Problem requirements: Please extract the passage from "I was a slow" up to and including "turn their backs." from the book review post below, copying it word for word.

Source excerpt:

####

Just Giblets

Favorite Books Read in 2012 – #’s 7 & 8

8th January 2013
by Michael

Favorite Books Read in 2012 – #’s 7 & 8

It’s nerve-wracking being friends with published authors.  I always worry I’m not going to like their books!  Fortunately, that rarely happens, and I have found being completely honest usually serves very well.  This pair of books both took me by surprise.  One I didn’t expect to like, and the other I grew to like more and more after I completed it and time passed.

The Night Circus

#8 - The Night Circus by Erin Morgenstern

I was a slow convert despite the hype. Erin Morgenstern’s The Night Circus is an exquisitely crafted fantasy/romance/historical mash-up that, like the circus it describes, contains ever-increasing wonders as each page turns. Celia and Marco are bound by their father/mentor respectively to spend much of their lives preparing for, then competing in a mystical challenge. This particular challenge has been repeated for centuries with very little variance in

the outcome: one participant wins, the other is no more. The problem is, Celia and Marco meet and fall in love, despite the challenge, which they are bound to and upon which they are unable to turn their backs.

This bizarre challenge/romance takes place against the backdrop of Le Cirque des Rêves a glorious circus that appears in different cities during the cover of darkness and is only open at night. Morgenstern’s debut is intricately layered and filled with a rich and fascinating cast of characters. But best of all, she manages to continuously convey the wonder of the magical circus tents throughout at 400-page book, without repeating herself, or resorting to cliche. It’s a magnificent effort, and a joy to read.

The Paternity Test#7 – The Paternity Test by Michael Lowenthal

For a novel, that on the one hand, appears as a slightly sudsy melodrama about a gay couple desiring a child, Michael Lowenthal’s The Paternity Test challenged me the way few books do.  Here is my best attempt to convey the complexity of emotions I felt throughout my reading it. At first The Paternity Test seemed like it was going to be a fairly straight-forward story; gay couple, together for a while and facing a turning point, decide to leave the big city, move to Cape Cod and have a child by using a surrogate. There would be the typical dramatic moments exploring issues such as having a child to save a relationship; difficulty with the surrogate, that kind of thing. In fact, I wasn’t all that interested in the subject matter, and wasn’t sure if I’d enjoy it. But when you get an advanced copy from the author himself, you make a point of reading it. 

The first thing I noticed was how compelling it was. I couldn’t put the book down and read it in record time. That said, it was a very tough read for me, stirring up all sorts of conflicting emotions. For much of the book I wasn’t sure I was enjoying it, and had particular trouble with the lead character, Pat. Often I was worried about the direction the book was headed in. Sometimes I had the distinct feeling that I was reading a novelization of “Days of our Lives.” But by the end of the book, I was excited by the journey it took me on, the very fact that I was all over the place emotionally with the characters, yet ultimately having it be a really satisfying reading experience for me. Like parenthood, like relationships, like family, there is nothing simple about The Paternity Test; there are ups and downs, moments of melodrama, laughter, tears, anger… all the things that make a wonderful novel.

####

Dataset records
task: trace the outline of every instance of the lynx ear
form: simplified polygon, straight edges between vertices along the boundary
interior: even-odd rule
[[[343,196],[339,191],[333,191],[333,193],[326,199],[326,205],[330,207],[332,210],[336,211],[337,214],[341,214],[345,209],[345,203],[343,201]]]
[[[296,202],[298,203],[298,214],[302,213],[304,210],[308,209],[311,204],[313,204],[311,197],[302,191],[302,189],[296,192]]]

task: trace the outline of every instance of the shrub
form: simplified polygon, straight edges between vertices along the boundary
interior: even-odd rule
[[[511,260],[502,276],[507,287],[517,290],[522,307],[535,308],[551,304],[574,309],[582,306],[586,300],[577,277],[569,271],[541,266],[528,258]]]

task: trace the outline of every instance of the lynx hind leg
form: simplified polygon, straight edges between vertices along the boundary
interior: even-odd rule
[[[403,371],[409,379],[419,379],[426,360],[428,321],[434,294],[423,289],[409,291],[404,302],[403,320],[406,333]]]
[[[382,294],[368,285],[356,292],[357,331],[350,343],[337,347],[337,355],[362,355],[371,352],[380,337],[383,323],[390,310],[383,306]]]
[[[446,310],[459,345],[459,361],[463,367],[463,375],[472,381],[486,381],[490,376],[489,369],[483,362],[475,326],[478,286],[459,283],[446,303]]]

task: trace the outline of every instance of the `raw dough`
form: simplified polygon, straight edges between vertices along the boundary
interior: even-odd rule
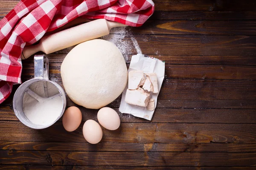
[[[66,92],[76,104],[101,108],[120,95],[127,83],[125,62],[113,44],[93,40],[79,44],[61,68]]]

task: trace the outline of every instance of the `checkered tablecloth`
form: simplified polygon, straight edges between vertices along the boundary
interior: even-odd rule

####

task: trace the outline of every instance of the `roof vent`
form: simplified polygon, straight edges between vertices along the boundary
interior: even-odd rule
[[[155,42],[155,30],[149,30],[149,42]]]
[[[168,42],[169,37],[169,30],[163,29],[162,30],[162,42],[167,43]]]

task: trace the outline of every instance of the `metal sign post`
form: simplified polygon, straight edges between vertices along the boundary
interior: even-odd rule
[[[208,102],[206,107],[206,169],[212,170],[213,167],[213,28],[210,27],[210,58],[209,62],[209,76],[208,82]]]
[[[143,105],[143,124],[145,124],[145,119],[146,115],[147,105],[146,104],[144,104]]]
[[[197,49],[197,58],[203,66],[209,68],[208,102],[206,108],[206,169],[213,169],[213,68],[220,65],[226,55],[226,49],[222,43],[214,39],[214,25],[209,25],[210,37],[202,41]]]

####

Task output:
I was a slow convert despite the hype. Erin Morgenstern’s The Night Circus is an exquisitely crafted fantasy/romance/historical mash-up that, like the circus it describes, contains ever-increasing wonders as each page turns. Celia and Marco are bound by their father/mentor respectively to spend much of their lives preparing for, then competing in a mystical challenge. This particular challenge has been repeated for centuries with very little variance in

the outcome: one participant wins, the other is no more. The problem is, Celia and Marco meet and fall in love, despite the challenge, which they are bound to and upon which they are unable to turn their backs.